**DOCUMENT PASSAGE**
· · · · ·

Left and right hand behaviors of a function tell us what number the function approaches as x approaches positive and negative infinite.

You are currently looking at a polynomial function (a function in which each term is multiplied by the variable raised to a non-negative integer value).  End behaviors of polynomials can be determined by looking at the term witht he largest exponant (in the case of this problem, we will look at -4n3)

Rules for determining end behavior of a polynomial function

Largest exponant is odd:

1.  If the coefficient on the term is positive, the function approaches negative infinite as x approaches negative infinite and the function approaches positive infinite as the function approaches positive infinite

2. If the coefficient on the term is negative, the function approaches positive infinite as x approaches negative infinite and the function approaches negative infinite as the function approaches positive infinite

 

Largest exponant is even:

1. If the coefficient on the term is positive, the function approaches positive infinite as x approaches negative infinite and the function approaches positive infinite as the function approaches positive infinite

 

2. If the coefficient on the term is negative, the function approaches negative infinite as x approaches negative infinite and the function approaches negative infinite as the function approaches positive infinite

 

For your problem, we are looking at a largest exponant of 3, so we will be using the rules for odd exponants.  Since the coeficient on n3 is -4, we will use rule 2, the rule for negative coefficients.  The answer is:

The function approaches positive infinite as x approaches negative infinite and the function approaches negative infinite as the function approaches positive infinite.

· · · · ·

**PROBLEMS**
(A) In the forum answer on end behavior above, rewrite the paragraph beginning "You are currently looking at a polynomial function" more briefly, keeping its main facts.
(B) Revise the forum answer on end behavior by giving everything from "For your problem, we" down to "approaches positive infinite." again, with "rule 2" replaced by "the second rule".

**DATA BLOCK**
· · · · ·

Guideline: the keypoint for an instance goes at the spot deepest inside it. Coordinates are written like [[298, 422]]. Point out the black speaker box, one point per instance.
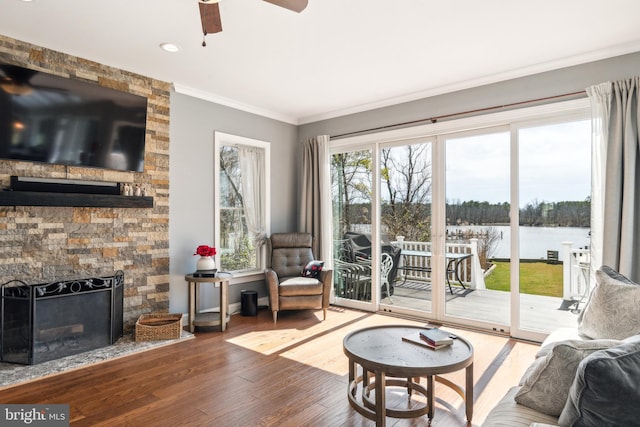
[[54, 185]]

· · · · ·

**OUTPUTS BY TASK**
(A) This is a polynomial function, where each term is multiplied by the variable raised to a non-negative integer power. A polynomial's end behavior can be found from its term with the largest exponent. In this problem, that term is -4n3.

(B)
For your problem, we are looking at a largest exponant of 3, so we will be using the rules for odd exponants.  Since the coeficient on n3 is -4, we will use the second rule, the rule for negative coefficients.  The answer is:

The function approaches positive infinite as x approaches negative infinite and the function approaches negative infinite as the function approaches positive infinite.